● **What to do**
Reproduce each of the following lines verbatim, from the first to the last, without altering any character.

● **Entries provided**
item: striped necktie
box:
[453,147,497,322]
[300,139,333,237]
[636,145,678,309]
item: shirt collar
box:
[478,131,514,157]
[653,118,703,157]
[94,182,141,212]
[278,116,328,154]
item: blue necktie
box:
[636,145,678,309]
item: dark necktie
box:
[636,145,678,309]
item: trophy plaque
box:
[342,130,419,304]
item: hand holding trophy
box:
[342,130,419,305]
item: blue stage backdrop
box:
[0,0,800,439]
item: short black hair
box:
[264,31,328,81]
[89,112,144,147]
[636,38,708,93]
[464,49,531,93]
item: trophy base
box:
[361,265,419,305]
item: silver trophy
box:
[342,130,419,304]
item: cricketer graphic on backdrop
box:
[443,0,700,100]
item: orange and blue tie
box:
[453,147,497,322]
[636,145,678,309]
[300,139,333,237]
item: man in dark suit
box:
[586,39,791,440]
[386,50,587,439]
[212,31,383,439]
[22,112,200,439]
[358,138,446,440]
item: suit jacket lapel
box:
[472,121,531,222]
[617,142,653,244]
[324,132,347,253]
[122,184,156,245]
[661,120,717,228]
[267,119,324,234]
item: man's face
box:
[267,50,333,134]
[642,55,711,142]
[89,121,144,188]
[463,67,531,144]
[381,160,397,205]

● **Exercise response**
item: striped necktie
box:
[453,147,497,322]
[300,139,333,237]
[636,145,678,309]
item: shirt collar
box:
[478,131,514,157]
[653,118,703,157]
[94,182,141,212]
[278,116,328,154]
item: blue necktie
box:
[636,145,678,309]
item: dark necktie
box:
[636,145,678,309]
item: trophy plaque
box:
[342,130,419,304]
item: hand holding trophy
box:
[342,130,419,305]
item: blue stage backdrop
box:
[0,0,800,439]
item: short black hair
box:
[264,31,328,81]
[89,112,144,147]
[636,38,708,93]
[464,49,531,93]
item: trophy base
box:
[361,265,419,305]
item: silver trophy
box:
[342,130,419,304]
item: cricketer graphic on backdrop
box:
[443,0,700,100]
item: orange and blue tie
box:
[453,147,497,322]
[636,145,678,309]
[300,139,333,237]
item: man in dark suit
box:
[586,39,791,440]
[386,50,587,439]
[212,31,383,439]
[22,112,200,439]
[358,138,446,440]
item: suit jacket lapel
box:
[472,121,531,222]
[617,142,653,244]
[324,132,347,253]
[122,184,156,245]
[661,120,717,228]
[267,119,324,234]
item: man's face
box:
[267,50,333,134]
[642,55,711,142]
[89,121,144,188]
[463,67,531,144]
[381,160,397,205]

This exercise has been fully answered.